- [Problem statement] Take the material and output all of it exactly.

- [Named object pointing entries]
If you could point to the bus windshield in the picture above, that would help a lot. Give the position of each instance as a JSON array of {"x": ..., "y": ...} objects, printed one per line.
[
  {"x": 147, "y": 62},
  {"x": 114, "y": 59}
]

- [Result of this exercise]
If you could point to the bus windshield in the picture above, that would help a lot. Give the position of each instance as a JSON array of {"x": ..., "y": ...} objects, printed one per line.
[
  {"x": 147, "y": 62},
  {"x": 114, "y": 59}
]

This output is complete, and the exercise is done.